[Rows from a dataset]
*-*-*

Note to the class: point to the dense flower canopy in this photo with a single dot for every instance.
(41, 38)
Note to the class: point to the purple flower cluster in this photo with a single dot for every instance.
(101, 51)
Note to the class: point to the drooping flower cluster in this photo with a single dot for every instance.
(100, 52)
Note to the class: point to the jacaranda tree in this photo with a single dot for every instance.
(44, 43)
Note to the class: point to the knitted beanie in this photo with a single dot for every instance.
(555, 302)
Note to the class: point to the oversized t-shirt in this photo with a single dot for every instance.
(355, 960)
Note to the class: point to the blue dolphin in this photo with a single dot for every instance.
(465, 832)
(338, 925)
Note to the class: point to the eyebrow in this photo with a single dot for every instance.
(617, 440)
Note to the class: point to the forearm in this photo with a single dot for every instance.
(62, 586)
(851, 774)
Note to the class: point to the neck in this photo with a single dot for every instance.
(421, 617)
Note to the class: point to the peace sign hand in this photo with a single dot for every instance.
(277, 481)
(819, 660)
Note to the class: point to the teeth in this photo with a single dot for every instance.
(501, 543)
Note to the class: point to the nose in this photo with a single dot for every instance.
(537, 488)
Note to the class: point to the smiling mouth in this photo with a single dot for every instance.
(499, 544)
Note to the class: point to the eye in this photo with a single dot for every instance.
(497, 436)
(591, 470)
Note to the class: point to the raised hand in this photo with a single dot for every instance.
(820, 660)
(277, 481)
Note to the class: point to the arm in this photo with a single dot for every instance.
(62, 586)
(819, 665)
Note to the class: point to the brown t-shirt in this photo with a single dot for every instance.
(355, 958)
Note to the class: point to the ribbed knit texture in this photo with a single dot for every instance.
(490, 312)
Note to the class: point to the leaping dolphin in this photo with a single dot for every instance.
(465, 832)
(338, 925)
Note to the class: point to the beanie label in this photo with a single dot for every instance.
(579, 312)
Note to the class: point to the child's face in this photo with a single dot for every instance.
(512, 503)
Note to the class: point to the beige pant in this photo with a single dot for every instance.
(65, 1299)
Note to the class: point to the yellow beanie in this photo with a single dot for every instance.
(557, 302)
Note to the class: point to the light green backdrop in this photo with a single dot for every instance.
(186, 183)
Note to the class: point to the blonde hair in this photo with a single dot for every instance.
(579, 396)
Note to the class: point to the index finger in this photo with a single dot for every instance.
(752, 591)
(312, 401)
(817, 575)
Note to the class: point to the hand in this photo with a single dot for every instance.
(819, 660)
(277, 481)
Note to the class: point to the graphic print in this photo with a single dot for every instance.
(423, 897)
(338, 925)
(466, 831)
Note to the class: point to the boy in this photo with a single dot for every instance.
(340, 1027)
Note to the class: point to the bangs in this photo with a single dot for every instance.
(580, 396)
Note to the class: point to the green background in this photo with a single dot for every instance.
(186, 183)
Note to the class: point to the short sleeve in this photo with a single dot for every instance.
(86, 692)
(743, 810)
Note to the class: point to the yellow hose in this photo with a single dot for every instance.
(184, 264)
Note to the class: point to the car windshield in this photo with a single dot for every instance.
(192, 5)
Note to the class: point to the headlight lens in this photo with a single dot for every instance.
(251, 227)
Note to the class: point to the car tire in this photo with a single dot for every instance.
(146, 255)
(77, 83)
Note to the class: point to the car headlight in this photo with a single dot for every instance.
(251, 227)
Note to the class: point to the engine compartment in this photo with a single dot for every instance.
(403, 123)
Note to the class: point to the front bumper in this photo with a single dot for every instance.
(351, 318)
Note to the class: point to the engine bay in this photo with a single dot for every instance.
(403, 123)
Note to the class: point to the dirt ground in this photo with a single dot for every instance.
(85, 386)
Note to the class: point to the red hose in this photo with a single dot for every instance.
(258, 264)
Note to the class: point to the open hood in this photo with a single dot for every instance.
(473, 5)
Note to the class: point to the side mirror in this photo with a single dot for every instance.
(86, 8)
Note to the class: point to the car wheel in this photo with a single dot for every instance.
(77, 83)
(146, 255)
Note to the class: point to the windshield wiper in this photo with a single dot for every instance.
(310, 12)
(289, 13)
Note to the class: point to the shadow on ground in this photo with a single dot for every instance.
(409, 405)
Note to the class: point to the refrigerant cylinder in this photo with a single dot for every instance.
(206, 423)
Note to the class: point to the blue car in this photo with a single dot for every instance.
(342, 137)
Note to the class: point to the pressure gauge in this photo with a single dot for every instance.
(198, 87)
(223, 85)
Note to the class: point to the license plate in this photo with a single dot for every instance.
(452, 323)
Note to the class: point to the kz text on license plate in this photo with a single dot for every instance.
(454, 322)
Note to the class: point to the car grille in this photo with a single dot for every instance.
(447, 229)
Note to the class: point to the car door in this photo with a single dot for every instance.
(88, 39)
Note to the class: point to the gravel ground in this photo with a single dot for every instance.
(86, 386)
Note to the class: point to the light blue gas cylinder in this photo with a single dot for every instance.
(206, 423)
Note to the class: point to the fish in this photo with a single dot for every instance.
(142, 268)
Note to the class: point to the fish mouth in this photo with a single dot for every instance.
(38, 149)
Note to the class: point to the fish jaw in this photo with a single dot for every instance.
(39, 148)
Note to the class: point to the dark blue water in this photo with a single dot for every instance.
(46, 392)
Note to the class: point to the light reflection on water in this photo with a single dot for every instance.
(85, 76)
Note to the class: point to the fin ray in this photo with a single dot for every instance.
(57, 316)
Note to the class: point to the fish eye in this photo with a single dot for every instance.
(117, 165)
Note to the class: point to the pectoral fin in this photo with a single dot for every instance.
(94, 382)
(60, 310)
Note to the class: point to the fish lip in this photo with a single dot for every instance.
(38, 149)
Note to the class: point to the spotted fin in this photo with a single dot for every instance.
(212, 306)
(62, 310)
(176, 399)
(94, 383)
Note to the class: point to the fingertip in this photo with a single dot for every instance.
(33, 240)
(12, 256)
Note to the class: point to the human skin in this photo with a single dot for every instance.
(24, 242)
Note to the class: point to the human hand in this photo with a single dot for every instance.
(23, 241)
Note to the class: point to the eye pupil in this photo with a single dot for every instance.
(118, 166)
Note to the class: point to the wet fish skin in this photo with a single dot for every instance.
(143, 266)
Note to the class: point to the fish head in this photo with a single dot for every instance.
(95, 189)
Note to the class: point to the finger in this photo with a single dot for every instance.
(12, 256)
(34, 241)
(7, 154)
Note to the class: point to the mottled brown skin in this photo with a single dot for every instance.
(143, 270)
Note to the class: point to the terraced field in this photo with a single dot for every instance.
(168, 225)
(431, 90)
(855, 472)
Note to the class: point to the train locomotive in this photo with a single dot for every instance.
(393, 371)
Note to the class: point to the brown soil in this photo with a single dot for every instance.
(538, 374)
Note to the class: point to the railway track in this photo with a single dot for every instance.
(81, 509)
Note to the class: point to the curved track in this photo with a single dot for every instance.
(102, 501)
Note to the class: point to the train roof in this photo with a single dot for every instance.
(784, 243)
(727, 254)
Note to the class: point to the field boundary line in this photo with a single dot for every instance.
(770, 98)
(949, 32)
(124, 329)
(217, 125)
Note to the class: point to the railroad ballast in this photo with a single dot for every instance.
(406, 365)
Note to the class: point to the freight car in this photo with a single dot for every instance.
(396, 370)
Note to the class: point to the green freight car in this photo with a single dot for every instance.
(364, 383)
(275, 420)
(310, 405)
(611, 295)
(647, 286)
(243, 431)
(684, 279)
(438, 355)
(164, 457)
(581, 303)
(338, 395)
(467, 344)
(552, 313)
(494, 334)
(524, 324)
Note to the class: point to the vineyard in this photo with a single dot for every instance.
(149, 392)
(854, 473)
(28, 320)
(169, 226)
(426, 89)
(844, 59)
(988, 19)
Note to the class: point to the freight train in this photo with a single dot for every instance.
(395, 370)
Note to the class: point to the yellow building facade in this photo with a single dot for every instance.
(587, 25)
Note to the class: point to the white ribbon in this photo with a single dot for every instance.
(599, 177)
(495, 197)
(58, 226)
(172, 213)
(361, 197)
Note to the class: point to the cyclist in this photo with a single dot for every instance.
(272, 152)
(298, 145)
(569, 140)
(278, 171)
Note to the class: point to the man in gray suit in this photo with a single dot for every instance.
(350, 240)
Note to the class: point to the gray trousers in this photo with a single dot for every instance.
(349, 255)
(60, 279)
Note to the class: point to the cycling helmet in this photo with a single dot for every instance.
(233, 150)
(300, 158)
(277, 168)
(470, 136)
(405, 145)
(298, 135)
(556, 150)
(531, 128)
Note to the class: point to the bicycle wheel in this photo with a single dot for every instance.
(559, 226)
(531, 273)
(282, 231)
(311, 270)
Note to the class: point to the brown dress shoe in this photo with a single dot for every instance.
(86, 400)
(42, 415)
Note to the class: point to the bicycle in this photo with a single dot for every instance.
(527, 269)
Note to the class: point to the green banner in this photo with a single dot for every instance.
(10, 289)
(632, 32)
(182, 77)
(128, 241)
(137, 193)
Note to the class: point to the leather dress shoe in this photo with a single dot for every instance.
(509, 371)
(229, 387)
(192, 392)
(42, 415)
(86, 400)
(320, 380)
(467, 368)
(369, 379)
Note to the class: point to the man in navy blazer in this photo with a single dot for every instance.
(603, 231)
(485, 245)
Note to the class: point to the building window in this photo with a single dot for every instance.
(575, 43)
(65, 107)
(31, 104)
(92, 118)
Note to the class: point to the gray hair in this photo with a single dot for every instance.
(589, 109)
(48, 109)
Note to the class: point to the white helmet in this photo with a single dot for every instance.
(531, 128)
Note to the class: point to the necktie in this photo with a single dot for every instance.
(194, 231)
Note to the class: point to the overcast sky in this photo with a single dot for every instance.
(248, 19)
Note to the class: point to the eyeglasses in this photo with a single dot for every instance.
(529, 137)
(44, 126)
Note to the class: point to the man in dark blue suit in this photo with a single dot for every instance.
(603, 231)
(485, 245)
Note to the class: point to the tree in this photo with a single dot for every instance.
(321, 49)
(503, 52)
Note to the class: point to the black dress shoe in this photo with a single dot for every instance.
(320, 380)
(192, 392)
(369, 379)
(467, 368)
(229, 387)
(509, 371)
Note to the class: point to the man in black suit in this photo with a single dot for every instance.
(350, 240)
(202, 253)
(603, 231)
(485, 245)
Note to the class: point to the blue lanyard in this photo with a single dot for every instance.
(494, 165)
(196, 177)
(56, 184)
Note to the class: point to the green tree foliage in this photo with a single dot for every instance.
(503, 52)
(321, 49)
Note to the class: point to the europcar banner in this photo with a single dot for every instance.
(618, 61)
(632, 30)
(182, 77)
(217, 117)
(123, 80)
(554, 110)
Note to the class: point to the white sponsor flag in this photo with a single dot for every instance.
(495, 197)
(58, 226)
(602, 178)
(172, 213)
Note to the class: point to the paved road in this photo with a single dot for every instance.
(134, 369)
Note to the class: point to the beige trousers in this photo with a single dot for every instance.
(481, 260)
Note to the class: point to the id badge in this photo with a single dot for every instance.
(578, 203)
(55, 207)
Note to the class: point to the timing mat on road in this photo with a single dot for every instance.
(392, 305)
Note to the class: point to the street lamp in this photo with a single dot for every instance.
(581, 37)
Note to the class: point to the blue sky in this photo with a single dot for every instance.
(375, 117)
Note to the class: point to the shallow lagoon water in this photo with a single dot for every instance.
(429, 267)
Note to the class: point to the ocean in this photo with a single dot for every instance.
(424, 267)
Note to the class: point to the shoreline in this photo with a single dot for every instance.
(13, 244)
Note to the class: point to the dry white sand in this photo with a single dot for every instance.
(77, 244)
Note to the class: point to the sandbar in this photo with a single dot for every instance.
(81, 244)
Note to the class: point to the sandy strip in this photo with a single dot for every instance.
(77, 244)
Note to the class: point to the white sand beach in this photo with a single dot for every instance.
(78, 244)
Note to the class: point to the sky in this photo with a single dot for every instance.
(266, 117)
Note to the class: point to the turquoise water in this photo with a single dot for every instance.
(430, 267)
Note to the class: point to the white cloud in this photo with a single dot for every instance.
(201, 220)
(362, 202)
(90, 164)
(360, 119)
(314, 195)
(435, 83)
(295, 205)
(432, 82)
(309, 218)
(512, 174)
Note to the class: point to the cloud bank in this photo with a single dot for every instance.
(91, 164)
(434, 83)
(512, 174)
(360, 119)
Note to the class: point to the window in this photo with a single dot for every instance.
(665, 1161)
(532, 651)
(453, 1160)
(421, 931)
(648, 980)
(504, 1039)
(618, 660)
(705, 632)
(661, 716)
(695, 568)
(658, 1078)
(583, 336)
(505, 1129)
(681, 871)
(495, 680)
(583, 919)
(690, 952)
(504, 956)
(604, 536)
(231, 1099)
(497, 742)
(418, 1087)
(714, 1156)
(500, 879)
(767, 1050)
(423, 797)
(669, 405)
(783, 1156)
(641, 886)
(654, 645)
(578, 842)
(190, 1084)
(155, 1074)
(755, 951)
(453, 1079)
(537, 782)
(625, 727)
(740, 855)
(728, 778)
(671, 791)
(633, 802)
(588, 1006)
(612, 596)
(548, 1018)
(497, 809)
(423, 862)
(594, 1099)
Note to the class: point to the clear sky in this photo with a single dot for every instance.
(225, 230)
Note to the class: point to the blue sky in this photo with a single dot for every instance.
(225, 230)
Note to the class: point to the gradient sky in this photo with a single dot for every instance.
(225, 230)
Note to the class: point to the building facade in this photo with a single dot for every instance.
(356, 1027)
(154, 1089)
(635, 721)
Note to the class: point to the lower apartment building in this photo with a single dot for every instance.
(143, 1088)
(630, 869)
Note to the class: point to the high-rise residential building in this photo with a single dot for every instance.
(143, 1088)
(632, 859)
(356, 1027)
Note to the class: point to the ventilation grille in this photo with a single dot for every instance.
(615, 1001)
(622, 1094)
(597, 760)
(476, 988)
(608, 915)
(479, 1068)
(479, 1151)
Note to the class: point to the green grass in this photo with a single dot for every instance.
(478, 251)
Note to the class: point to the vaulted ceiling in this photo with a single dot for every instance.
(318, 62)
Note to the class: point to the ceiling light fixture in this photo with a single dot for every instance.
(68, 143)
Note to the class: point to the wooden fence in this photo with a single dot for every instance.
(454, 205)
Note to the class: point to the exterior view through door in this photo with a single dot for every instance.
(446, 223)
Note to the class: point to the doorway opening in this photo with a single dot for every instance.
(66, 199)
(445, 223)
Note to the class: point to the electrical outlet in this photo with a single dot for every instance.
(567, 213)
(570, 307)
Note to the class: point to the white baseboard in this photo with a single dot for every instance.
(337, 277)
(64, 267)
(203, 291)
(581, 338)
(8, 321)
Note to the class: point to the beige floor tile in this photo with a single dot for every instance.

*-*-*

→ **Task to complete**
Starting at the line that contains "Note to the class: point to the green grass" and continuing through the end of the records, rewrite those lines with "electrical outlet" changed to "wall socket" and nothing else altered.

→ **Correct answer**
Note to the class: point to the green grass in this photo with a single dot for every instance.
(478, 251)
Note to the class: point to the vaulted ceiling in this photo with a single dot for every instance.
(318, 62)
Note to the class: point to the ceiling light fixture in this photo with a single dot for every instance.
(68, 143)
Note to the class: point to the wooden fence in this photo with a single dot for every instance.
(454, 205)
Note to the class: point to the exterior view through door in this photo with a single dot for every instance.
(446, 223)
Note to the class: point to the doorway opening in this photo with a single dot for every instance.
(66, 199)
(445, 223)
Note to the class: point to the wall socket in this photo with a single dot for every instance.
(567, 213)
(570, 307)
Note to the class: point to the white baseboard in this photo with a single dot for every instance.
(337, 277)
(64, 267)
(203, 291)
(581, 338)
(8, 321)
Note to the class: point to the beige floor tile in this photo with a single dot for every instance.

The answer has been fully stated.